Die außerordentliche Revision wird gemäß § 508a Abs 2 ZPO mangels der Voraussetzungen des § 502 Abs 1 ZPO zurückgewiesen.

Begründung:

Rechtliche Beurteilung

1. Der am 3. Jänner 1954 geborene Kläger, der in den letzten 15 Jahren vor dem Stichtag (1. 4. 2009) den erlernten Beruf eines Maurers ausgeübt hat, wurde nach Einholung eines berufskundlichen Sachverständigengutachtens auf den Beruf eines Fachmarktberaters bzw Fachverkäufers im Bereich Baustoffe verwiesen.

Zur Zulässigkeit seiner außerordentlichen Revision macht er geltend, dass die die Verweisbarkeit bejahende Rechtsprechung des Obersten Gerichtshofs (RIS-Justiz RS0084541) jüngst vom Oberlandesgericht Wien zu 8 Rs 5/09b zutreffenderweise in Zweifel gezogen worden sei: Zwischen dem erlernten Beruf und dem Verweisungsberuf bestehe keinerlei Verwandtschaft, was sich etwa darin zeige, dass eine Anrechnung der Lehrzeit des Maurers auf die Lehrzeit des Einzelhandelskaufmanns mit Schwerpunkt Baustoffhandel nicht vorgesehen sei. Auch wenn der gelernte Maurer bei der Tätigkeit eines Baustofffachmarktberaters noch einzelne Teiltätigkeiten seines erlernten Berufs verwerten könne, liege der Schwerpunkt der Verweisungstätigkeit im Bereich Beratung und Verkauf, somit Tätigkeiten, die keine Teiltätigkeiten des Lehrberufs Maurer darstellten, weshalb eine Verweisung auch mit dem Verlust des Berufsschutzes als Maurer verbunden sei.

(Einträge zur Beschriftung von Objektpositionen)
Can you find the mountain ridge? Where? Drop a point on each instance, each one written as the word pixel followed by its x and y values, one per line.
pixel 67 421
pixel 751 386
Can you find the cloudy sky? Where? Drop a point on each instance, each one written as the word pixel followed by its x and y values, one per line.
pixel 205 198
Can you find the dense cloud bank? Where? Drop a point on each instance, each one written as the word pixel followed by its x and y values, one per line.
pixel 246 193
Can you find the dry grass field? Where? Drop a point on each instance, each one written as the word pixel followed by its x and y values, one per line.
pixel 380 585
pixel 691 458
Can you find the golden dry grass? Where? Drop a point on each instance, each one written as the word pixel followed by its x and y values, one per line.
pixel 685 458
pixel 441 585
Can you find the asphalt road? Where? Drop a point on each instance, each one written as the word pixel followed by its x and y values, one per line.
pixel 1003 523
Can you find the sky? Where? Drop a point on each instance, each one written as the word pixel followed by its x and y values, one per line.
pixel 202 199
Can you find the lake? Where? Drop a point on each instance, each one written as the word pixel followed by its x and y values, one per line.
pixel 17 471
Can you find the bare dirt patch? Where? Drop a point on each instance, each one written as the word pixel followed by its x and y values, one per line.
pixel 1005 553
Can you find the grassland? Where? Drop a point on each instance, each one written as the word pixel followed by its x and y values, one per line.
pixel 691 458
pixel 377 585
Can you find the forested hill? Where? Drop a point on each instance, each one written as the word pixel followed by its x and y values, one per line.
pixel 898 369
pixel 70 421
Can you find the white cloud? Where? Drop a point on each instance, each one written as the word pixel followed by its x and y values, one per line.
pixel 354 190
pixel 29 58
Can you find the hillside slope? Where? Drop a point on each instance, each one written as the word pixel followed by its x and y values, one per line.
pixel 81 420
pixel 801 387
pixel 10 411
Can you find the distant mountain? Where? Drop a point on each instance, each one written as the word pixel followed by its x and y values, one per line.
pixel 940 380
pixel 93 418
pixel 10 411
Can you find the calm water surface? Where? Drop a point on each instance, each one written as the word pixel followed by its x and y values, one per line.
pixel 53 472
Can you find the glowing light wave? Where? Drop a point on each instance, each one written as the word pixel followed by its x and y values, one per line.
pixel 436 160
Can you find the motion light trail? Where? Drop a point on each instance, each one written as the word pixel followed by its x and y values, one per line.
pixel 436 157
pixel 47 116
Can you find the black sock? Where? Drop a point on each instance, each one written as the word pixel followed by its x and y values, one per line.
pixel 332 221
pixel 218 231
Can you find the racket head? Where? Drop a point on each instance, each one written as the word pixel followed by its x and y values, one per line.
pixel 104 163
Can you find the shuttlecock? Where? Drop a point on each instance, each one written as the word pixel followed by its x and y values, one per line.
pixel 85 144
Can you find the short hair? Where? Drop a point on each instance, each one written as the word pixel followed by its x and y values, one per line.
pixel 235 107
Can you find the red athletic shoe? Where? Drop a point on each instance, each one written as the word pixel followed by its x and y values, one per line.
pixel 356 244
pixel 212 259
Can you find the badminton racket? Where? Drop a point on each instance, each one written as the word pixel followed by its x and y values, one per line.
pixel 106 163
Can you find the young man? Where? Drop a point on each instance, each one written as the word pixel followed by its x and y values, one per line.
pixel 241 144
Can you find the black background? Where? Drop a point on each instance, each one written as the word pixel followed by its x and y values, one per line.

Aufgaben:
a - Gib für jede der folgenden Aussagen an, ob sie mit dem Textauszug übereinstimmt, und belege dein Ja oder Nein mit den entscheidenden Worten, wörtlich zitiert. (i) Der Kläger hat vor dem Stichtag den Beruf eines Maurers ausgeübt. (ii) Nach Ansicht des Klägers ist eine Anrechnung der Lehrzeit des Maurers auf die Lehrzeit des Einzelhandelskaufmanns mit Schwerpunkt Baustoffhandel vorgesehen. (iii) Die außerordentliche Revision wird zugelassen.
b - Schreibe aus dem Textauszug die Passage von „Rechtliche Beurteilung“ bis einschließlich „Bereich Baustoffe verwiesen.“ wortgetreu ab.

Lösungen:
a -
(i) Ja: „der in den letzten 15 Jahren vor dem Stichtag (1. 4. 2009) den erlernten Beruf eines Maurers ausgeübt hat“
(ii) Nein: „dass eine Anrechnung der Lehrzeit des Maurers auf die Lehrzeit des Einzelhandelskaufmanns mit Schwerpunkt Baustoffhandel nicht vorgesehen sei“
(iii) Nein: „Die außerordentliche Revision wird gemäß § 508a Abs 2 ZPO mangels der Voraussetzungen des § 502 Abs 1 ZPO zurückgewiesen.“

b -
Rechtliche Beurteilung

1. Der am 3. Jänner 1954 geborene Kläger, der in den letzten 15 Jahren vor dem Stichtag (1. 4. 2009) den erlernten Beruf eines Maurers ausgeübt hat, wurde nach Einholung eines berufskundlichen Sachverständigengutachtens auf den Beruf eines Fachmarktberaters bzw Fachverkäufers im Bereich Baustoffe verwiesen.